[INSTRUCTIONS TO FOLLOW] Please rewrite every line of the records below as a numbered list, skipping blank lines and leaving the pictures out.

---------------

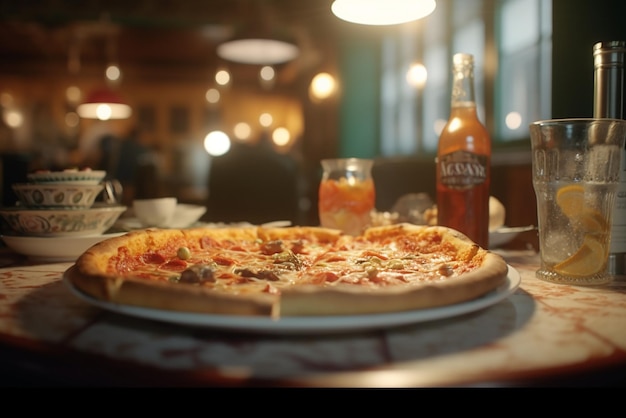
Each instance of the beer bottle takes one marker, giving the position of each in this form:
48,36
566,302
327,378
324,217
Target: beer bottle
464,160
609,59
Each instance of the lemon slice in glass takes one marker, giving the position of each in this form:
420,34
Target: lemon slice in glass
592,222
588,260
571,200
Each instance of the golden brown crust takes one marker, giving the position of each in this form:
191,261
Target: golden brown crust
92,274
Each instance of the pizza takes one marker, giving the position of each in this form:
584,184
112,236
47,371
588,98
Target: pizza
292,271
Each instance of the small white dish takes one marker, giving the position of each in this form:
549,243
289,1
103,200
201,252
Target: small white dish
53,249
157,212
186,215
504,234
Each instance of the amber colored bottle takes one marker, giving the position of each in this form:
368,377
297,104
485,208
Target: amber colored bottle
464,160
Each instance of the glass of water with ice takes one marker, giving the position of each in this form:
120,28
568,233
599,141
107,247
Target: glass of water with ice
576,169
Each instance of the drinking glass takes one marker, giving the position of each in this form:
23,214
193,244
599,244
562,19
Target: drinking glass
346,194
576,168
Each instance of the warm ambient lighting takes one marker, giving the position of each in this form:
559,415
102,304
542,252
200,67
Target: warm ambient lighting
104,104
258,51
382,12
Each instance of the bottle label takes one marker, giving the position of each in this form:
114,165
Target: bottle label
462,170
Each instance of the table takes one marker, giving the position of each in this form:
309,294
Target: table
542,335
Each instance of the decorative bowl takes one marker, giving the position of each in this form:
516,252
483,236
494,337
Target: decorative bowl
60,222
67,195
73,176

---------------

[RESULT OF THE EXERCISE]
1. Each instance of the beer bottle takes one marker, giving the position of each in this form:
2. 48,36
3. 566,302
4. 327,378
5. 324,217
6. Target: beer bottle
7. 464,160
8. 609,59
9. Each instance of the lemon slice in glass takes one marker, giving the position of each in this form:
10. 420,34
11. Target: lemon slice in glass
12. 592,222
13. 588,260
14. 571,200
15. Each instance of the golden brown crust takes one marker, giving the position of each in this form:
16. 191,261
17. Target: golden brown crust
18. 92,274
19. Each instance of the pizza takes one marker, giving the position of each in this form:
20. 584,184
21. 112,236
22. 47,371
23. 588,98
24. Target: pizza
25. 292,271
26. Each instance of the small white dish takes one marker, giving the position of each in this form:
27. 549,243
28. 289,1
29. 103,200
30. 201,252
31. Target: small white dish
32. 53,249
33. 157,212
34. 186,215
35. 504,234
36. Each instance of the amber colored bottle takes one marker, giving the position of each in this form:
37. 368,377
38. 297,104
39. 485,208
40. Target: amber colored bottle
41. 464,160
42. Each instance of the glass of water with ice takes one marker, giving the position of each in this form:
43. 120,28
44. 568,233
45. 599,141
46. 107,247
47. Target: glass of water with ice
48. 576,169
49. Each instance of the drinking glass takes one marker, giving the position of each in this form:
50. 23,214
51. 193,244
52. 599,244
53. 562,19
54. Target: drinking glass
55. 346,194
56. 576,168
57. Each instance of the warm ambient lighting takes one marker, giving the position of each in this form:
58. 559,415
59. 102,304
60. 542,252
61. 200,67
62. Target: warm ambient lighting
63. 104,104
64. 258,51
65. 382,12
66. Each instance of the bottle label takes one marker, giving the position of each in this form:
67. 114,165
68. Target: bottle label
69. 462,170
70. Each instance of the table takes one marker, giving the position of each in this form:
71. 309,294
72. Target: table
73. 542,335
74. Each instance of the decorative bowl takes one marker, giving the position of each in this form:
75. 516,252
76. 483,236
77. 494,337
78. Target: decorative bowl
79. 60,222
80. 67,195
81. 73,176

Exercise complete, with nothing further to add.